##### Data supplied #####
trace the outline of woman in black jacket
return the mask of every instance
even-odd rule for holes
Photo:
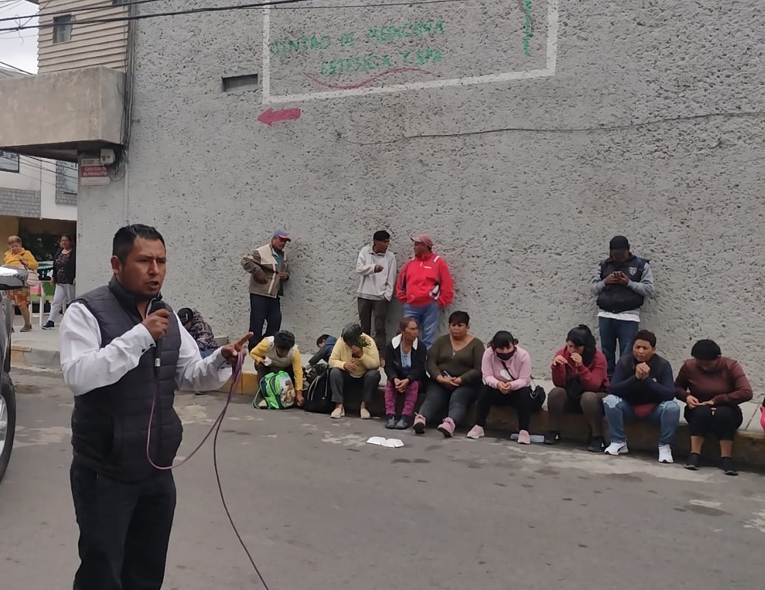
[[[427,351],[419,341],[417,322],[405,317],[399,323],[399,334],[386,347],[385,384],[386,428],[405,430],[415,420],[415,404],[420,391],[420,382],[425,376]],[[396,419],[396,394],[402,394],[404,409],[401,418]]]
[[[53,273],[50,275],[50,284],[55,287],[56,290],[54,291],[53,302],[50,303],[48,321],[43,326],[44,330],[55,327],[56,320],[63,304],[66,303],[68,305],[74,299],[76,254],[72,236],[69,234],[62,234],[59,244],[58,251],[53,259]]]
#####
##### Data supplied #####
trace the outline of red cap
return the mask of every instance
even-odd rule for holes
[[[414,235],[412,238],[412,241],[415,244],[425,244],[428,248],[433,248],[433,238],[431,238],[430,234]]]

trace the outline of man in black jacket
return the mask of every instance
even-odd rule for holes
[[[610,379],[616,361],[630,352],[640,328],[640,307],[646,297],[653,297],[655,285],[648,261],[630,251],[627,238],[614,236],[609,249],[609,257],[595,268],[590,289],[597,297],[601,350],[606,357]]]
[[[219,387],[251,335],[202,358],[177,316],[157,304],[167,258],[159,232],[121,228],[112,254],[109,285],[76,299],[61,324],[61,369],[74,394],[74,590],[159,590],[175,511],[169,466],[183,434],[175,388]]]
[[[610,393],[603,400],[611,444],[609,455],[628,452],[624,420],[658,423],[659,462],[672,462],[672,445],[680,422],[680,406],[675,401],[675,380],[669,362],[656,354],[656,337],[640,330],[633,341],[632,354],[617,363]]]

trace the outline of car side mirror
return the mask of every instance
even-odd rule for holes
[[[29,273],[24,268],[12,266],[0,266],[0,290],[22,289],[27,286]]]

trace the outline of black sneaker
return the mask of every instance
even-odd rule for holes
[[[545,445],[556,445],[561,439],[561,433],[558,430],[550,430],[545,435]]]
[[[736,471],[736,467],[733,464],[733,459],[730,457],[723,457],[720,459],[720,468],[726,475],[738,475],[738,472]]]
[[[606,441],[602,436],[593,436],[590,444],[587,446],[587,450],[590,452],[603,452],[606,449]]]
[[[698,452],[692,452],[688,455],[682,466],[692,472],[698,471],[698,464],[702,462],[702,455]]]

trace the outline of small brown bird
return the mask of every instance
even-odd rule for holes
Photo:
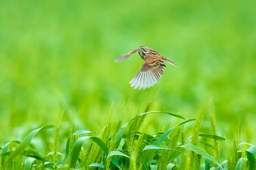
#####
- **What you need to do**
Update the lines between the one holding "trace the outline of car side mirror" and the one holding "[[[29,273],[24,268],[12,266],[0,266],[0,290],[22,289],[27,286]]]", inclusive, by changing "instance" to "occurrence" and keeping everything else the same. Return only those lines.

- **Solution for this task**
trace the outline of car side mirror
return the mask of every occurrence
even-odd rule for holes
[[[29,273],[24,268],[12,266],[0,266],[0,290],[22,289],[27,286]]]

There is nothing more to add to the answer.